*TÂCHE COURTE*. D'après l'extrait fourni, entre quoi le mur se trouve-t-il aujourd'hui ?

*EXTRAIT FOURNI*.
_ _ _ _ _ _ _
Il y a presque vingt ans, le mur de Berlin est tombé. C’était le symbole de l’unité du monde, après cinquante ans de séparation. Pendant ces cinquante ans, il y avait deux mondes : le monde socialiste et le monde capitaliste. On disait : le monde totalitaire et le monde démocratique. Alors, la chute du mur de Berlin était le triomphe d’un monde unique, le monde de la démocratie. Mais aujourd’hui nous voyons que le mur s’est seulement déplacé. Il était entre l’Est totalitaire et l’Ouest démocratique. Il est aujourd’hui entre le Nord capitaliste riche et le Sud dévasté et pauvre. À l’intérieur des pays, la contradiction opposait une classe ouvrière forte et organisée, et une bourgeoisie dominante qui contrôlait l’État. Aujourd’hui, il y a côte à côte les riches bénéficiaires du trafic mondial et la masse énorme des exclus, et entre les deux toutes sortes de murs et de séparations : ils ne vont plus dans les mêmes écoles, il ne sont plus soignés de la même façon, ils ne peuvent pas se déplacer par les mêmes moyens, ils ne logent plus dans les mêmes parties de la ville…
« Exclu » est le nom de tous ceux qui ne sont pas dans le vrai monde, qui sont dehors, derrière le mur et les barbelés. Il y avait, jusqu’il y a trente ans, un mur idéologique, un rideau de fer politique ; il y a maintenant un mur qui sépare la jouissance des riches du désir des pauvres.
_ _ _ _ _ _ _
*DONNÉES ENREGISTRÉES*.
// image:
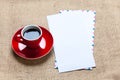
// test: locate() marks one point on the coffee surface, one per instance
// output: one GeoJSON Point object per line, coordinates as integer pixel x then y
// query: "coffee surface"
{"type": "Point", "coordinates": [31, 34]}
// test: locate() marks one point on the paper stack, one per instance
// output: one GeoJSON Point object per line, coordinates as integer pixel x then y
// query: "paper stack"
{"type": "Point", "coordinates": [73, 33]}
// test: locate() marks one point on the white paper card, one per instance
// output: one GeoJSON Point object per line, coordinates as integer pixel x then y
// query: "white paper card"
{"type": "Point", "coordinates": [73, 40]}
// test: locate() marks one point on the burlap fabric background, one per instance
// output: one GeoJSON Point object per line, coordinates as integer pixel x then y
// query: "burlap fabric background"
{"type": "Point", "coordinates": [15, 13]}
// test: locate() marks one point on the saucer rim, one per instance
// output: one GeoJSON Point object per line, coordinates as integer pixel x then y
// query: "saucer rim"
{"type": "Point", "coordinates": [48, 52]}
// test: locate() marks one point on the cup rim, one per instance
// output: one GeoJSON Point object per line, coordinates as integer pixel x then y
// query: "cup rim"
{"type": "Point", "coordinates": [22, 32]}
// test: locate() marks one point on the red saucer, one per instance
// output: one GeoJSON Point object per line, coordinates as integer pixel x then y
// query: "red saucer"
{"type": "Point", "coordinates": [43, 49]}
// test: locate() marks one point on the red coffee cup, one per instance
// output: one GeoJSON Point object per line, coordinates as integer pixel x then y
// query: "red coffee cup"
{"type": "Point", "coordinates": [30, 36]}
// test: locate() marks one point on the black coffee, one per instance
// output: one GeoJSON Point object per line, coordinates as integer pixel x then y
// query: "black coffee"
{"type": "Point", "coordinates": [31, 34]}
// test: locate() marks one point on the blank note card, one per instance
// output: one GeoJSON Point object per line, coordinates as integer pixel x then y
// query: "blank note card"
{"type": "Point", "coordinates": [73, 39]}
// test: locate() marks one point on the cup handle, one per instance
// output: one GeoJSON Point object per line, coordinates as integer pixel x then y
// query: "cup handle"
{"type": "Point", "coordinates": [19, 38]}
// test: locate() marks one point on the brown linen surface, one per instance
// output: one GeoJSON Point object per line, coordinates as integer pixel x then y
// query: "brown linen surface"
{"type": "Point", "coordinates": [17, 13]}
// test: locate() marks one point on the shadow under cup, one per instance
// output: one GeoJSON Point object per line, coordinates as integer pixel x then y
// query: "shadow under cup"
{"type": "Point", "coordinates": [31, 35]}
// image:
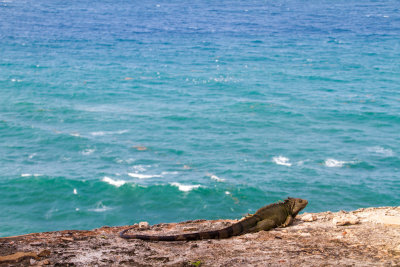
_ _ _ _ _ _ _
*RÉPONSE*. Entre le Nord capitaliste riche et le Sud dévasté et pauvre.